▶ Текст для чтения
---*---

День 166. Три диктатуры ― три страны: Россия, Китай и Северная Корея
Эти строки пишу из Loft-хостела во Владивостоке.
Ночь на берегу безымянного озера в Хасане была ветреной и относительно тёплой.
Проснулся я в 7:22. На противоположном берегу сквозь тучи начало проглядывать только-только оторвавшееся от линии горизонта солнце.
Перед рассветом ветер на некоторое время полностью затих, а потом начал задувать с новой силой.
Осмотревшись, я отметил вокруг себя большое количество наблюдательных вышек и постарался лишний раз не маячить. Вроде бы ничего такого не произошло, но я ещё раз убедился в том, что внешняя обстановка, порой, оказывает очень сильное влияние на внутренние процессы.
Утро в Хасане запомнилось мне тем, что где-то в районе Чёрных гор снова бахало.
Когда от взрывов содрогалась земля, собаки начинали жалобно выть и скулить. Мне показалось, что стоило только спустить их с цепей, как в первобытном страхе они без оглядки умчались бы куда-то вдаль, за горизонт, и больше их никто и никогда бы уже не увидел.
Даже несмотря на достаточно сильный ветер, на улице было по-летнему тепло.
Поздним вечером, листая интернет, я наткнулся на многочисленные фотографии одной из местных достопримечательностей — китайской наблюдательной башни. Она была где-то совсем рядом, но я так и не смог разглядеть её из лагеря.
Стоило мне немного отъехать от своей полянки, как я с удивлением обнаружил, что эта огромная башня всё время находилась примерно в сотне метров прямо у меня за спиной.
Я держал курс на Мост Дружбы — единственную сухопутную транспортную артерию, связывающую нас с Северной Кореей.
Судя по данным Викимапии, где-то совсем рядом должны были располагаться пограничный пост и здание ФСБ. Вращая педали, я чувствовал себя так, словно ехал сдаваться федеральным властям.
Пограничный пост состоял из двух частей. Первая располагалась в нескольких десятках метров от второй, и, несмотря на присутствие предупреждающих табличек, сообщавших об обязательности пропусков, показалась мне заброшенной.
Вторая часть отличалась от первой лишь тем, что стоило мне приблизиться к шлагбауму, как в паре десятков метров от меня показался человек в форме.
Когда я попытался проехать мимо шлагбаума, чтобы поскорее приблизиться к пограничнику, он сделал очень серьёзное лицо и, указав на табличку, громко на меня прикрикнул.
Подобное выражение лица я уже видел на российском пункте пропуска в Казахстан. Тогда я слишком сильно приблизился к белой полоске, нарисованной на земле, и на меня повесили «попытку прорыва», назначив разъяснительную беседу.

---*---

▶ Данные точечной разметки
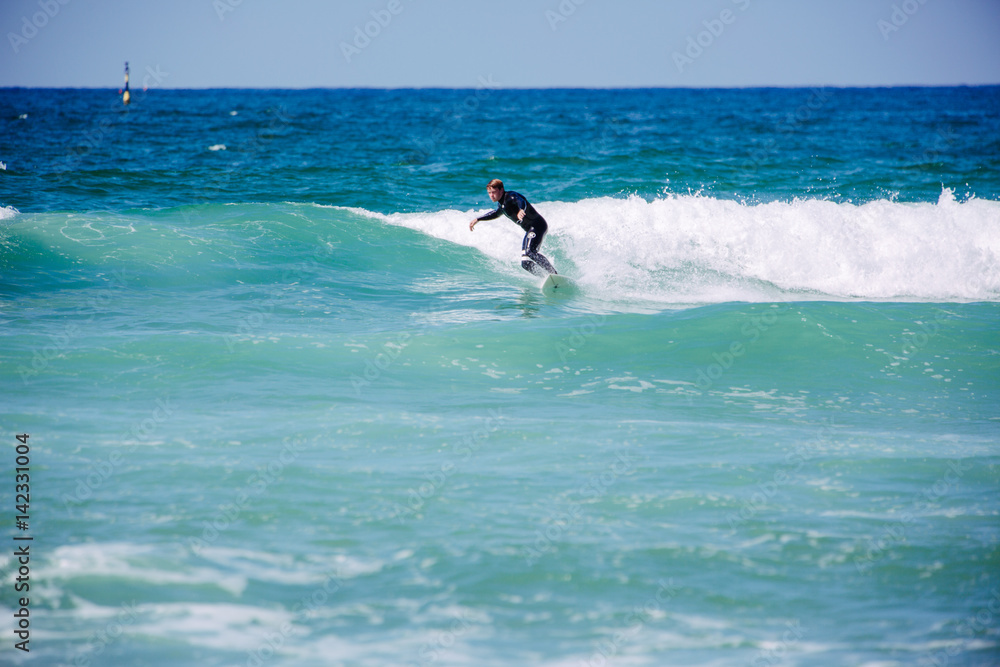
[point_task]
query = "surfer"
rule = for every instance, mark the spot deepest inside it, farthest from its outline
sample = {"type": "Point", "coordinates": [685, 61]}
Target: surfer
{"type": "Point", "coordinates": [517, 208]}
{"type": "Point", "coordinates": [126, 96]}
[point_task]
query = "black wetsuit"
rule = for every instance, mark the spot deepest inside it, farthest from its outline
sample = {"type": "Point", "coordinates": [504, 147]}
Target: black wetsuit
{"type": "Point", "coordinates": [534, 227]}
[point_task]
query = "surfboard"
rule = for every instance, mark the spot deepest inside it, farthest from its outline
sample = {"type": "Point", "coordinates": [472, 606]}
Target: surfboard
{"type": "Point", "coordinates": [553, 283]}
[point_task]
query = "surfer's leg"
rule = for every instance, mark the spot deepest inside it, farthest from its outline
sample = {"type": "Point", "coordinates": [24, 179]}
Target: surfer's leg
{"type": "Point", "coordinates": [532, 260]}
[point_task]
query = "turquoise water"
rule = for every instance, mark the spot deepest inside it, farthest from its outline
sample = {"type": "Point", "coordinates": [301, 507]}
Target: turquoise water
{"type": "Point", "coordinates": [286, 409]}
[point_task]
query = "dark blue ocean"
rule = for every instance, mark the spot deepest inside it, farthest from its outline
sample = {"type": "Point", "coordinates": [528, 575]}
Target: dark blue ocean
{"type": "Point", "coordinates": [284, 408]}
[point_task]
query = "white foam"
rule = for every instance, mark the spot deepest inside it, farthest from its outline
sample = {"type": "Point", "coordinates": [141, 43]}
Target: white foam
{"type": "Point", "coordinates": [141, 563]}
{"type": "Point", "coordinates": [695, 249]}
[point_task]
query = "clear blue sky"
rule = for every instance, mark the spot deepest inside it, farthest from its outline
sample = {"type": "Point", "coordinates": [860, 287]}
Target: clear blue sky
{"type": "Point", "coordinates": [514, 43]}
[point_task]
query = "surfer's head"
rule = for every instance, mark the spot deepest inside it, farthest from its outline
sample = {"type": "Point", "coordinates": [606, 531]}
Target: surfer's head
{"type": "Point", "coordinates": [495, 188]}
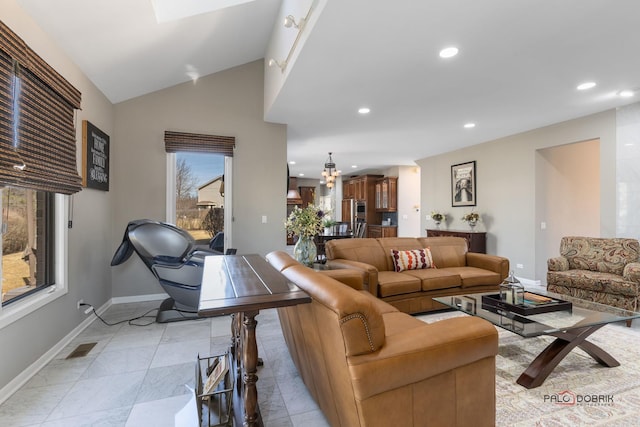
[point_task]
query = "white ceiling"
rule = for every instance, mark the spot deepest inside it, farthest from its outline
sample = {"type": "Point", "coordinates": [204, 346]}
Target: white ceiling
{"type": "Point", "coordinates": [518, 67]}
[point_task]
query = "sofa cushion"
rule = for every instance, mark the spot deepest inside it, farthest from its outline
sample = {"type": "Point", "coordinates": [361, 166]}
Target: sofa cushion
{"type": "Point", "coordinates": [414, 259]}
{"type": "Point", "coordinates": [436, 278]}
{"type": "Point", "coordinates": [392, 283]}
{"type": "Point", "coordinates": [446, 251]}
{"type": "Point", "coordinates": [361, 323]}
{"type": "Point", "coordinates": [473, 276]}
{"type": "Point", "coordinates": [606, 255]}
{"type": "Point", "coordinates": [362, 250]}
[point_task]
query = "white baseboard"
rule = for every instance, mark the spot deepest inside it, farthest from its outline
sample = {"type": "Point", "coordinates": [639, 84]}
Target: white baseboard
{"type": "Point", "coordinates": [530, 282]}
{"type": "Point", "coordinates": [139, 298]}
{"type": "Point", "coordinates": [15, 384]}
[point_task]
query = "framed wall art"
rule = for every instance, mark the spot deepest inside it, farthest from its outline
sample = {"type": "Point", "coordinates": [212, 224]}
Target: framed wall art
{"type": "Point", "coordinates": [463, 184]}
{"type": "Point", "coordinates": [95, 157]}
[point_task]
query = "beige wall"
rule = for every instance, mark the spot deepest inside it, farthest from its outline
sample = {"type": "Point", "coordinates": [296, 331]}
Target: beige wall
{"type": "Point", "coordinates": [89, 274]}
{"type": "Point", "coordinates": [506, 185]}
{"type": "Point", "coordinates": [227, 103]}
{"type": "Point", "coordinates": [567, 196]}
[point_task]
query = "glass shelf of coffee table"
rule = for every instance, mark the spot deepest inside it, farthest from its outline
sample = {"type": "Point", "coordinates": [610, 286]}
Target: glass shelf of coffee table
{"type": "Point", "coordinates": [570, 327]}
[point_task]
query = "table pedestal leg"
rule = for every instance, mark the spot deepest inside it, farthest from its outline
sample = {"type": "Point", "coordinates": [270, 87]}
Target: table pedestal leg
{"type": "Point", "coordinates": [249, 368]}
{"type": "Point", "coordinates": [551, 356]}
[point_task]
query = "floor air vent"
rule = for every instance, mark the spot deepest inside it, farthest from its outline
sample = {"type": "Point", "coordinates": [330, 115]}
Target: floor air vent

---*---

▶ Задание
Подхватите путевой рассказ о поездке к пограничному посту в Хасане и продолжите его сразу после последнего предложения. Записи представляют собой отдельный материал и с текстом не связаны.

▶ Ответ к заданию
В этот раз белой черты на земле не было, но, услышав голос пограничника, я остановился, как вкопанный. Видимо, на пункте пропуска в Северную Корею черта была воображаемой, но я ясно почувствовал, что она существует и, вполне возможно, ценится здесь дороже жизни.
Пограничник оказался довольно общительным и доброжелательным. Из нашего разговора я узнал, что к Монументу трёх границ я смогу попасть беспрепятственно (нужную отворотку я уже пропустил), а для того, чтобы увидеть Мост Дружбы и хотя бы одним глазком взглянуть на корейцев, мне придётся объехать сопку с другой стороны.
Поблагодарив пограничника, я отправился к Монументу.
С Мостом Дружбы было всё не так просто. Склоны приграничной сопки, стоящей на самом берегу реки Туманной, обросли воинскими частями и режимными территориями.
Чтобы попасть на общедоступный склон, мне пришлось проехать через весь Хасан, выехать на трассу, а затем свернуть на узкую второстепенную дорожку, ведущую в противоположном направлении от посёлка.
На склоне сопки выбитыми глазницами окон на меня смотрели заброшенные дома покинутого военного городка. На вершине возвышались беспризорные наблюдательные вышки. Вдоль дороги то и дело встречались заброшенные деревенские домики.
Окружающая обстановка была депрессивной. Вокруг царили разруха и тлен, но ясный день и жаркое южное солнце, поставленные на противоположную чашу весов, без труда вытягивали меня из этой гнетущей атмосферы, не давая окончательно задохнуться.
На сопку я поднялся, не слезая с велосипеда.
Начитавшись всякого желтизны, которая плотно оккупировала топы Гугла, я всерьёз опасался, что со стороны Северной Кореи могу открыть автоматный огонь по какой-нибудь надуманной причине, и, чтобы избежать обострения межгосударственных отношений, меня будут вынуждены по-тихому закопать прямо на высоком берегу Туманной.
Терять было нечего, и я выбрался из добрых вездесущих кустов в поисках полянки с хорошим видом на сопредельные государства. Чувствовать себя более ли менее расслабленно мне помогли натоптанные тропинки и благословение пограничника, который остался стоять на своём посту где-то внизу, совсем недалеко от меня.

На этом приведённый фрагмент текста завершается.